Source records:
::::
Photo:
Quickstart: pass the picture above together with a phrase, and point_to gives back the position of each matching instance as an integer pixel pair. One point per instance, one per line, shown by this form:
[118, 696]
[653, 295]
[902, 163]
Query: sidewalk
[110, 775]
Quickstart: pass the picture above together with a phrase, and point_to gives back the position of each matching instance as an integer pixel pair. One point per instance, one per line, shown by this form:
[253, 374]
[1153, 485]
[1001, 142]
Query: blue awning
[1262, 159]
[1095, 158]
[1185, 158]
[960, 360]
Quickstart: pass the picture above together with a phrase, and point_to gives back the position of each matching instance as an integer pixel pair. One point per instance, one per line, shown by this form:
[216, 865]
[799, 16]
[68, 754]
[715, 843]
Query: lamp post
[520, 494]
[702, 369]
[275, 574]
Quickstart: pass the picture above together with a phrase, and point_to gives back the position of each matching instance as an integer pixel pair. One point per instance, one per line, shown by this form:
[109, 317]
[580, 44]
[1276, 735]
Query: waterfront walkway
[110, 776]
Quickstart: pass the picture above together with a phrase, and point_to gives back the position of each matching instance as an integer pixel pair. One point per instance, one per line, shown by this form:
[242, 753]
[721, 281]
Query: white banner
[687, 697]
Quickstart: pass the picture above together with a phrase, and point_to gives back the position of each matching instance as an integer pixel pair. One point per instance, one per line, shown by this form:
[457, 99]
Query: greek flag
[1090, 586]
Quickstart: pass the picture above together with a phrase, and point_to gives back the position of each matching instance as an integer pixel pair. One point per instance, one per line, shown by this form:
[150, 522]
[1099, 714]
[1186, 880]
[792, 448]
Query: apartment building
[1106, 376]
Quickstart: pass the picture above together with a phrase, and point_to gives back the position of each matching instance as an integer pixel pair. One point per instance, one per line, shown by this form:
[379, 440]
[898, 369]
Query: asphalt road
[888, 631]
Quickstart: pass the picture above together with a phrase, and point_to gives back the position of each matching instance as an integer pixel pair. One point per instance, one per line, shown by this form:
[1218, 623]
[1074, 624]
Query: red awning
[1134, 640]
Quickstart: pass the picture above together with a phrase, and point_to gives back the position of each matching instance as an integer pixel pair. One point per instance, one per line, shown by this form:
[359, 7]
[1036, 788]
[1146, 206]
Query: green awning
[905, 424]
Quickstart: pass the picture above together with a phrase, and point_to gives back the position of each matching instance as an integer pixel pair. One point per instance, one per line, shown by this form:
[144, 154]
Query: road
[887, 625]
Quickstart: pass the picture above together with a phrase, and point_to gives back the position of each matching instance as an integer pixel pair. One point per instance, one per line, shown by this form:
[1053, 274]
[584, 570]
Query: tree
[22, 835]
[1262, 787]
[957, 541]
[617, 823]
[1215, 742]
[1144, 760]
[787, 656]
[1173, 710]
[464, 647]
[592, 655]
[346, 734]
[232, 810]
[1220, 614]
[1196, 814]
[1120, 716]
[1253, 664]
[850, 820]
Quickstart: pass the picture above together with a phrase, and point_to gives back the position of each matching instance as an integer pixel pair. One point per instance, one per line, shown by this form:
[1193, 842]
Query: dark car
::::
* WHAT NEEDS TO BE DONE:
Beginning at the line where "[1053, 274]" appears, extract each line through the end of the data above; keep them exact and include nothing else.

* WRITTEN SOLUTION:
[1053, 274]
[584, 570]
Query: tree
[22, 835]
[1262, 787]
[957, 541]
[617, 823]
[1215, 742]
[1144, 760]
[787, 656]
[1173, 710]
[464, 647]
[592, 655]
[346, 734]
[232, 810]
[1220, 614]
[1196, 814]
[1120, 716]
[1253, 664]
[850, 820]
Quickstart: pass the picture above together with a phrase, and point_to gives back the position of each matching instance as an integer pixel pair. One point per instance, one per line, shown by this form:
[1193, 842]
Query: dark car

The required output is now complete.